▶ [Text under study]
◇ ◇ ◇ ◇ ◇
“Relationships between the March Constitution of 1921 and the Constitution of the Republic of Poland of 1997 (on the 100th anniversary of the enactment of the March Constitution)”
On 8 November 2021, the Institute De Republica organised a national scientific conference “Relationships between the March Constitution of 1921 and the Constitution of the Republic of Poland of 1997 (on the 100th anniversary of the enactment of the March Constitution)”. The event took place in Rzeszów, upon the invitation of the Podkarpackie Province Governor, dr Ewa Leniart.
The Scientific Council of the Conference included: dr hab. Bogumił Szmulik, Director of the Institute De Republica, dr hab. Czesław Kłak, the Chairman, dr hab. Krzysztof Szczucki, President of the Government Legislation Centre, dr hab. Katarzyna Kaczmarczyk-Kłak, who represented the Kujawy and Pomorze University in Bydgoszcz, and dr Ewa Leniart, the Podkarpackie Province Governor. During the first part of the conference, the representatives of the Council, together with dr hab. Dariusz Kala, delivered lectures concerning, among others, the constitutional position of the President of the Republic of Poland, the right of clemency or the judiciary system, in the light of both abovementioned Constitutions.
– “From the time perspective, one may say that the experience of the functioning of the state under the March Constitution, in terms of unsatisfactory stability of the government, had an influence on the fact that the authors of the 1997 Constitution decided to implement solutions aimed at ensuring more harmonious functioning of the government. Its position was strengthened by the implementation of the institution of a constructive vote of no confidence. An extensive procedure for appointing the council of ministers was also implemented. The President of the Republic also gained a strengthened position in comparison to the model characteristic of the classic parliamentary governance system, which may be found in the March Constitution’s provisions. The most important manifestations of that strengthening of the Head of State position included a number of personal powers, which did not require the countersignature of the Prime Minister, and the principle of electing the President in general elections. The provisions of the March Constitution of 1921 as well as of the Constitution of 1997 thus have significant common features, which concern the fundamental aspects of the state system. We may even argue that the provisions of the March Constitution of 1921 in certain areas inspired the authors of the Constitution of 1997”, said dr hab. Bogumił Szmulik during his opening speech.
– “The celebration of the 100th anniversary of the enactment of the March Constitution is not only the opportunity to glorify that fact and to assess uncritically the legislator’s work of 1921. It also provides the opportunity to review in a critical manner the fate of the Republic of Poland 100 years after the enactment of the March Constitution. It is also the excellent moment to think of subsequent similar acts, such as the April Constitution, the Constitution of 1952 or the Constitution of 1997, on the threshold of its 25th anniversary. However, there is one issue which draws particular attention, it is certain peculiar legislative hubris of the legislator of 1997. The Constitution currently in force does not include any formula obliging the Parliament to review the Act after 25 years of its enactment. Neither the authors of the 3rd of May Constitution of 1791 nor of the March Constitution of 1921 manifested such conceit. There, the provisions enabling a review after 25 years were included. Nevertheless, despite their absence, we are obliged, as it were, to consider their provisions and propose certain amendments. It is my profound hope that this conference will contribute to a scholarly rethinking of our constitutional achievements, and that it will provide conclusions to be taken into account in future work aimed at improving the solutions included therein”, as emphasised in his speech dr hab. Krzysztof Szczucki.
◇ ◇ ◇ ◇ ◇
▶ [Provided material]

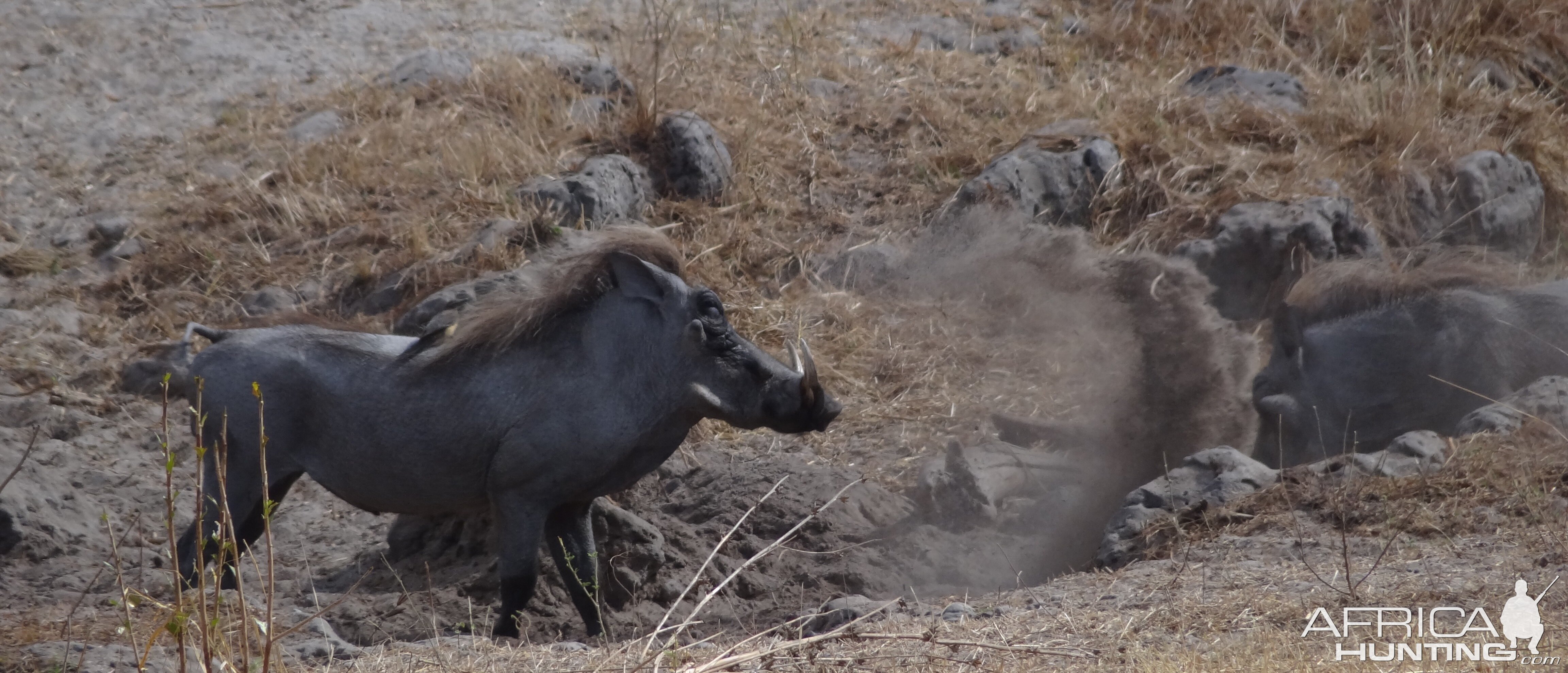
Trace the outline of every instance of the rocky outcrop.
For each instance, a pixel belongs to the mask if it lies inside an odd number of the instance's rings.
◇ ◇ ◇ ◇ ◇
▶ [Required work]
1. In the conference report on the 1921 and 1997 constitutions, translate this sentence into German: "An extensive procedure for appointing the council of ministers was also implemented."
2. Turn the paragraph of the conference report that begins "The Scientific Council of the Conference included:" into a list, keeping its main facts.

▶ [Results of the tasks]
1. Außerdem wurde ein umfassendes Verfahren zur Ernennung des Ministerrats eingeführt.

2.
- Scientific Council of the Conference:
  - dr hab. Bogumił Szmulik, Director of the Institute De Republica
  - dr hab. Czesław Kłak, the Chairman
  - dr hab. Krzysztof Szczucki, President of the Government Legislation Centre
  - dr hab. Katarzyna Kaczmarczyk-Kłak, representing the Kujawy and Pomorze University in Bydgoszcz
  - dr Ewa Leniart, Podkarpackie Province Governor
- First part of the conference: Council representatives and dr hab. Dariusz Kala lectured on topics including:
  - the constitutional position of the President of the Republic of Poland
  - the right of clemency
  - the judiciary system
  - all in the light of both Constitutions